### Stored rows
START
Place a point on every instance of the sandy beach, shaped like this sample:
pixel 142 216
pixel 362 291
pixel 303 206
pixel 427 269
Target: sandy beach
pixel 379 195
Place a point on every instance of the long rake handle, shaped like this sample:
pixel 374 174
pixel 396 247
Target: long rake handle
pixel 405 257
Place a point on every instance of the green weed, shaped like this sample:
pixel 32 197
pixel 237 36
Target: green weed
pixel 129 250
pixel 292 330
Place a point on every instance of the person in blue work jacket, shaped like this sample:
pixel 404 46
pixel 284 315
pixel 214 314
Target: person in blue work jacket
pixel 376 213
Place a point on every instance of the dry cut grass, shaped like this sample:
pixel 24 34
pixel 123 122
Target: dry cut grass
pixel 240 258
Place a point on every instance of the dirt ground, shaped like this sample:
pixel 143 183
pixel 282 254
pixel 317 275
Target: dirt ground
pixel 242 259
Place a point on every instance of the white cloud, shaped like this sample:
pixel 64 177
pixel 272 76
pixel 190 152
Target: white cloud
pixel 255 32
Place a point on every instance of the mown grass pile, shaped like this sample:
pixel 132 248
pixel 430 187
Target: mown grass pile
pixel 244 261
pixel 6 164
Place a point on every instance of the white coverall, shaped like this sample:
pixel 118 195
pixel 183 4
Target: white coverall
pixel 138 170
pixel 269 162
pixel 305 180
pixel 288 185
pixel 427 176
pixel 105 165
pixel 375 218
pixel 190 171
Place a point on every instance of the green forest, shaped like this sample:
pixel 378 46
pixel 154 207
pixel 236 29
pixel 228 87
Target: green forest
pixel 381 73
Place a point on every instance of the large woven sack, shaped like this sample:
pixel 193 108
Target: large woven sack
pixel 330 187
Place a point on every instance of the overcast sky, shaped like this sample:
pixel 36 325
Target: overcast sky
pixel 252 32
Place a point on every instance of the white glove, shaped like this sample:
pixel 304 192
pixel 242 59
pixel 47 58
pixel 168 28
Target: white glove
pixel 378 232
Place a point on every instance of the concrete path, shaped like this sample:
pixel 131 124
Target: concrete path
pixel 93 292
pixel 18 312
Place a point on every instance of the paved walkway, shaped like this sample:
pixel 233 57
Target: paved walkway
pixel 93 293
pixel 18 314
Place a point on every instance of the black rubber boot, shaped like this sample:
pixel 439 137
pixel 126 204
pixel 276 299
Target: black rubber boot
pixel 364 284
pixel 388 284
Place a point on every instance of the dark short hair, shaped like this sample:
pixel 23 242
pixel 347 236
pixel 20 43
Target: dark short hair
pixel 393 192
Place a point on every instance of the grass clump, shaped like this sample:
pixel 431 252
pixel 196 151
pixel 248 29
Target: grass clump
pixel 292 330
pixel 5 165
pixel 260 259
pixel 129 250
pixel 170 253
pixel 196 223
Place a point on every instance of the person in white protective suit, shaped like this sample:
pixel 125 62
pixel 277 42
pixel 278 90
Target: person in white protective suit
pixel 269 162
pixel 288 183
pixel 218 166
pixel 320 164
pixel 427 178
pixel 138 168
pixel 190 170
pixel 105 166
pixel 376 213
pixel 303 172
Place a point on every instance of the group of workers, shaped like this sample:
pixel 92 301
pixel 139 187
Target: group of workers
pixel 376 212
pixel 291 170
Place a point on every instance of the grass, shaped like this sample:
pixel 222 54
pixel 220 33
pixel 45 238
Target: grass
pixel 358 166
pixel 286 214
END
### Exercise brief
Give all the lines of the records above as a JSON list of strings, one string per line, with any blank lines omitted.

### Full answer
[
  "Place a point on every instance of the sandy beach, shaped like this sample:",
  "pixel 142 216",
  "pixel 362 291",
  "pixel 303 206",
  "pixel 427 269",
  "Target: sandy beach",
  "pixel 379 195",
  "Place a point on every instance of the long rake handle, shaped like this sample:",
  "pixel 374 174",
  "pixel 396 247",
  "Target: long rake handle",
  "pixel 405 257",
  "Place a point on every instance of the green weed, shaped like this sample:",
  "pixel 32 197",
  "pixel 237 36",
  "Target: green weed",
  "pixel 129 250",
  "pixel 292 330",
  "Place a point on every instance of the person in blue work jacket, shaped like this sample:",
  "pixel 404 46",
  "pixel 284 315",
  "pixel 214 314",
  "Target: person in blue work jacket",
  "pixel 376 213",
  "Place a point on every instance of the dry cut grass, shaped like this sample:",
  "pixel 24 34",
  "pixel 123 122",
  "Target: dry cut grass",
  "pixel 240 258",
  "Place a point on every instance of the dirt ground, shaped like this sample:",
  "pixel 143 183",
  "pixel 282 254",
  "pixel 317 275",
  "Target: dirt ground",
  "pixel 242 259",
  "Place a point on every instance of the white cloud, shaped like this sample:",
  "pixel 64 177",
  "pixel 272 76",
  "pixel 190 152",
  "Target: white cloud",
  "pixel 255 32",
  "Place a point on every instance of the mown grass pile, shaped like this sample:",
  "pixel 132 248",
  "pixel 430 187",
  "Target: mown grass pile",
  "pixel 244 261",
  "pixel 6 164",
  "Place a point on every instance of the white coverall, shaped like this sample:",
  "pixel 118 195",
  "pixel 183 4",
  "Target: white coverall",
  "pixel 138 170",
  "pixel 269 162",
  "pixel 305 180",
  "pixel 288 185",
  "pixel 427 176",
  "pixel 105 165",
  "pixel 375 218",
  "pixel 190 171",
  "Place a point on every instance of the green forest, shaped like this sample:",
  "pixel 378 46",
  "pixel 154 207",
  "pixel 236 29",
  "pixel 228 87",
  "Target: green forest",
  "pixel 381 73",
  "Place a point on every instance of the large woven sack, shaped like this sample:",
  "pixel 193 108",
  "Target: large woven sack",
  "pixel 330 187",
  "Place a point on every instance of the overcast sky, shaped like this sample:",
  "pixel 36 325",
  "Target: overcast sky",
  "pixel 252 32",
  "Place a point on every instance of the white glove, shaped like this sample:",
  "pixel 304 192",
  "pixel 242 59",
  "pixel 47 58",
  "pixel 168 28",
  "Target: white glove",
  "pixel 378 232",
  "Place a point on every instance of the concrete path, shaped like this sample:",
  "pixel 131 124",
  "Target: concrete path",
  "pixel 93 292",
  "pixel 18 312",
  "Place a point on every instance of the paved walkway, shaped like this sample:",
  "pixel 233 57",
  "Target: paved walkway",
  "pixel 93 293",
  "pixel 18 314",
  "Place a point on every instance of the black rubber boot, shaped like this sample:",
  "pixel 439 137",
  "pixel 126 204",
  "pixel 276 299",
  "Target: black rubber boot",
  "pixel 364 284",
  "pixel 388 284",
  "Place a point on every instance of the dark short hair, shaped like this sample:",
  "pixel 23 242",
  "pixel 347 236",
  "pixel 20 43",
  "Target: dark short hair",
  "pixel 393 192",
  "Place a point on every instance of the grass clump, shaped like this sample:",
  "pixel 431 252",
  "pixel 196 151",
  "pixel 248 29",
  "Target: grass clump",
  "pixel 292 330",
  "pixel 5 165",
  "pixel 260 259",
  "pixel 129 250",
  "pixel 170 253",
  "pixel 196 223",
  "Place a point on every instance of the person in white protective suit, shaped like this sample:",
  "pixel 125 62",
  "pixel 277 42",
  "pixel 278 90",
  "Target: person in white protective suit",
  "pixel 269 162",
  "pixel 288 183",
  "pixel 218 166",
  "pixel 320 164",
  "pixel 427 178",
  "pixel 138 168",
  "pixel 190 170",
  "pixel 105 166",
  "pixel 376 213",
  "pixel 303 172",
  "Place a point on every instance of the group of workers, shaped like this sample:",
  "pixel 92 301",
  "pixel 139 187",
  "Target: group of workers",
  "pixel 376 212",
  "pixel 291 170",
  "Place a point on every instance of the grass, shaped like this sample:",
  "pixel 222 54",
  "pixel 220 33",
  "pixel 45 238",
  "Target: grass",
  "pixel 358 166",
  "pixel 286 214"
]